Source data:
::::::

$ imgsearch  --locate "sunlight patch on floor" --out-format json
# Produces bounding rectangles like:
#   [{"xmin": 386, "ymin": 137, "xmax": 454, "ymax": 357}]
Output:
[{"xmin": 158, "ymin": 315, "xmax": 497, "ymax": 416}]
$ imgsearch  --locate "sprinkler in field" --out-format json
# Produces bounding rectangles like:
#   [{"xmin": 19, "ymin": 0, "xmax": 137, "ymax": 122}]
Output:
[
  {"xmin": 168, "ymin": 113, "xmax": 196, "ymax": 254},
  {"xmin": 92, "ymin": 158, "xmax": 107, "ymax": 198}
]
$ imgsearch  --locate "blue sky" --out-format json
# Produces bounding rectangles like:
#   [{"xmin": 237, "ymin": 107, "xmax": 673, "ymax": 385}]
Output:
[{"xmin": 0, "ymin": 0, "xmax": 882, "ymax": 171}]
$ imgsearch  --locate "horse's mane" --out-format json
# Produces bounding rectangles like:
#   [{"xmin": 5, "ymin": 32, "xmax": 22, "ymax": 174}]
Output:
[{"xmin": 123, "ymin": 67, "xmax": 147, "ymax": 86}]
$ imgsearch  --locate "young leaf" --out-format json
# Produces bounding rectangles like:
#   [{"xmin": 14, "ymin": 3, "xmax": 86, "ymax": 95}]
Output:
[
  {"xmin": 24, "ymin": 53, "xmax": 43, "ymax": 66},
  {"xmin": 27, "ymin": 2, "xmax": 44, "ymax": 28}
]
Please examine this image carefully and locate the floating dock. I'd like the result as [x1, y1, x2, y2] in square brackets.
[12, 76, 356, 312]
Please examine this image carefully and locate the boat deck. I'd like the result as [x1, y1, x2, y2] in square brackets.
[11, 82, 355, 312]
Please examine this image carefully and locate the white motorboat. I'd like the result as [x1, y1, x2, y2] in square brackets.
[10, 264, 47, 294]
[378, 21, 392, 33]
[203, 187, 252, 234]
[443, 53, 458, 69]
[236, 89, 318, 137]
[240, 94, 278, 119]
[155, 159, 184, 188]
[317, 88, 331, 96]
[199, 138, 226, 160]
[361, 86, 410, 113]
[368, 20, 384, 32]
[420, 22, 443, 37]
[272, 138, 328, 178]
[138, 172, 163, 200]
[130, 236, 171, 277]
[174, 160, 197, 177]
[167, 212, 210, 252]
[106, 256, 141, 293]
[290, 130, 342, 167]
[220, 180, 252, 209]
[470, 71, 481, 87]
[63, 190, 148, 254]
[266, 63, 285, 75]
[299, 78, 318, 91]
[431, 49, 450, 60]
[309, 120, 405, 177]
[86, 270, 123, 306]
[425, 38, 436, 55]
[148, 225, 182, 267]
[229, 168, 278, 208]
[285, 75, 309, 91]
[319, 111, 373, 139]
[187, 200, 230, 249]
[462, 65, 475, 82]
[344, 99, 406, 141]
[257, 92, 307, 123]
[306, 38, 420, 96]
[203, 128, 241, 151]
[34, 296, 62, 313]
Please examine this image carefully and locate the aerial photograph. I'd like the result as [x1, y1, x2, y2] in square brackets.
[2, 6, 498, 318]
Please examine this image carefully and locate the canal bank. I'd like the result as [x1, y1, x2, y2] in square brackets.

::::::

* [Exercise details] Copy every one of the records above without changing a single character.

* [Exercise result]
$ imgsearch  --locate "sunlight patch on floor" --out-format json
# Produces bounding rectangles like:
#   [{"xmin": 386, "ymin": 137, "xmax": 454, "ymax": 357}]
Output:
[{"xmin": 158, "ymin": 315, "xmax": 497, "ymax": 416}]
$ imgsearch  --locate "sprinkler in field" --out-format json
# Produces bounding rectangles like:
#   [{"xmin": 19, "ymin": 0, "xmax": 137, "ymax": 122}]
Output:
[
  {"xmin": 168, "ymin": 113, "xmax": 196, "ymax": 254},
  {"xmin": 92, "ymin": 158, "xmax": 107, "ymax": 198}
]
$ imgsearch  --locate "blue sky" --out-format json
# Produces bounding rectangles like:
#   [{"xmin": 237, "ymin": 107, "xmax": 673, "ymax": 385}]
Output:
[{"xmin": 0, "ymin": 0, "xmax": 882, "ymax": 171}]
$ imgsearch  --locate "horse's mane" --out-format json
# Produces bounding rectangles like:
#   [{"xmin": 5, "ymin": 32, "xmax": 22, "ymax": 174}]
Output:
[{"xmin": 123, "ymin": 67, "xmax": 147, "ymax": 86}]
$ imgsearch  --locate "young leaf" --out-format json
# Produces bounding rectangles like:
#   [{"xmin": 14, "ymin": 3, "xmax": 86, "ymax": 95}]
Output:
[
  {"xmin": 24, "ymin": 53, "xmax": 43, "ymax": 66},
  {"xmin": 27, "ymin": 2, "xmax": 44, "ymax": 28}
]
Please examine this image carefully and locate the floating dock. I'd like the result as [x1, y1, x2, y2] in square brackets.
[12, 76, 356, 312]
Please examine this image carefully and locate the boat deck. I'd like the result as [x1, y1, x2, y2] in square brackets.
[11, 82, 355, 312]
Please examine this image carefully and locate the white motorboat. I'd like the result as [x1, y1, x2, y2] in square brackets.
[10, 264, 47, 294]
[378, 21, 392, 33]
[203, 187, 252, 234]
[443, 53, 458, 69]
[236, 89, 318, 137]
[240, 94, 278, 119]
[155, 159, 184, 188]
[317, 88, 331, 96]
[199, 138, 226, 160]
[361, 86, 410, 113]
[368, 20, 384, 32]
[420, 22, 443, 37]
[272, 138, 328, 178]
[138, 172, 163, 200]
[130, 236, 171, 277]
[174, 160, 197, 177]
[167, 212, 210, 252]
[106, 256, 141, 293]
[290, 130, 342, 167]
[220, 180, 252, 209]
[470, 71, 481, 87]
[63, 190, 148, 254]
[266, 63, 285, 75]
[299, 78, 318, 91]
[431, 49, 450, 60]
[309, 120, 405, 177]
[86, 270, 123, 306]
[425, 38, 436, 55]
[148, 225, 182, 267]
[229, 168, 278, 208]
[285, 75, 309, 91]
[319, 111, 373, 139]
[187, 200, 230, 249]
[462, 65, 475, 82]
[344, 99, 406, 141]
[257, 92, 307, 123]
[306, 38, 420, 96]
[203, 128, 241, 151]
[34, 296, 62, 313]
Please examine this image carefully and locate the aerial photograph. I'd like the result as [x1, y1, x2, y2] in square brackets.
[2, 6, 498, 318]
Please examine this image carefully and locate the canal bank. I'd like the result as [x1, y1, x2, y2] in square brackets.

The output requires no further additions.